◆ What you will do:
**1)** Can you quote the stretch of the Hall of Fame ballot post from "Derek Jeter" through "he'll be unanimous."?
**2)** In the Hall of Fame ballot post, why would the writer put Omar Vizquel on the ballot despite not being a huge fan of his?

──────── Selected text

Tuesday, January 21, 2020

If I Had A Hall of Fame Ballot 2020 1/21/20

Hey baseball fans!

It's time for the main event! If I had a ballot for the 2020 Baseball Hall of Fame vote, who would I put on it? Let's find out!

Derek Jeter
At the top of everybody's list should be Jeter. Check out my last post by clicking here to see why I think he's a Hall of Famer and why he'll be unanimous.

Curt Schilling
Schilling has messed himself up in a lot of ways off the field, but on it, he was one of the best pitchers at the turn of the century. He helped both the Diamondbacks and the Red Sox win World Series championships, pitching masterful performances in each Series. Overall, for his career, Curt posted a 3.46 ERA with 216 wins and 3,116 strikeouts. The one thing that goes against him is ERA, but given Mike Mussina's induction, that high an ERA is HoF-worthy.

Todd Helton
You can talk about the Coors Effect all you want, but Todd Helton is "Mr. Rockie," meaning that he's probably the best player in the team's history and was a fan favorite during his tenure in Colorado, which goes a long way in my book. Helton finished his career with a .316 batting average and and a .953 OPS. No matter what era or ballpark a hitter plays in, those stats are out of this world. He averaged 148 hits a season over his 17-year career and made six All Star Games.

Larry Walker
Another Rockie (this time, not for his entire career) who had a great batting average and an even better OPS. Walker was a three-time batting champ and hit over 35 homers in a season four times. The five-time All Star is appearing on his last BBWAA ballot, but even so, he deserved induction a long time ago.

Jeff Kent
No, I don't care who he hates. Kent is a Hall of Famer because of his career accomplishments as a second baseman. A notably powerless position, Kent averaged 22 homers and 89 RBIs a season in a 17-year career that saw him become one of the biggest names for the position. His .290 batting average ain't half-bad, neither.

Billy Wagner
He is sixth on the all-time saves list. That's it! That's all Wagner needs to be a Hall of Famer. However, closers have a little stigma on the Hall of Fame ballot, but just ask the Sandman if that stigma will stay forever. And don't forget his 2.31 career ERA, which is lower than Trevor Hoffman's!

Paul Konerko
From 1999-2014, which only excludes his half-seasons with the Dodgers, the White Sox legend averaged 27 homers and 86 RBIs a season. The six-time All Star is an absolute legend on the South Side, and was one of the bigger reasons for their curse-breaking season of 2005.

Andruw Jones
Weirdly-spelled name aside, Jones was one of the best hitters on a Braves team famous for its pitching. He smacked 434 career home runs and made five All Star Games. Oh yeah, he's also a ten-time Gold Glover, receiving the awards in consecutive seasons.

Omar Vizquel
I'm not a huge Vizquel fan, but no one can ignore his eleven Gold Gloves at shortstop. I would put him on my ballot because, frankly, I have the spot to do so. He seems more like a Veterans Committee inductee, but many people love him.

To anyone who isn't on my ballot, you know why. Thanks for reading this post and I hope you enjoyed it. Check back soon for more of "all the buzz on what wuzz."

────────────────
──────── Stored data

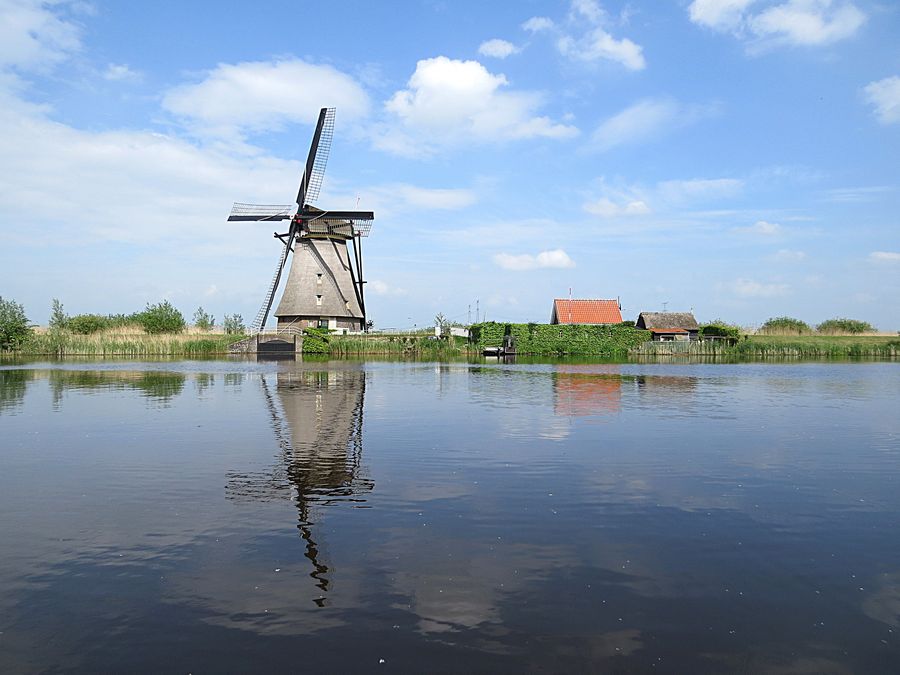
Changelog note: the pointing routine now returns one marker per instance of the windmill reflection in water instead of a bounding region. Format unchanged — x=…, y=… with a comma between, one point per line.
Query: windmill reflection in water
x=317, y=420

────────────────

◆ The replies:
**1)**
Derek Jeter
At the top of everybody's list should be Jeter. Check out my last post by clicking here to see why I think he's a Hall of Famer and why he'll be unanimous.

**2)** The writer says no one can ignore Vizquel's eleven Gold Gloves at shortstop. The writer also has an open spot on the ballot to give him.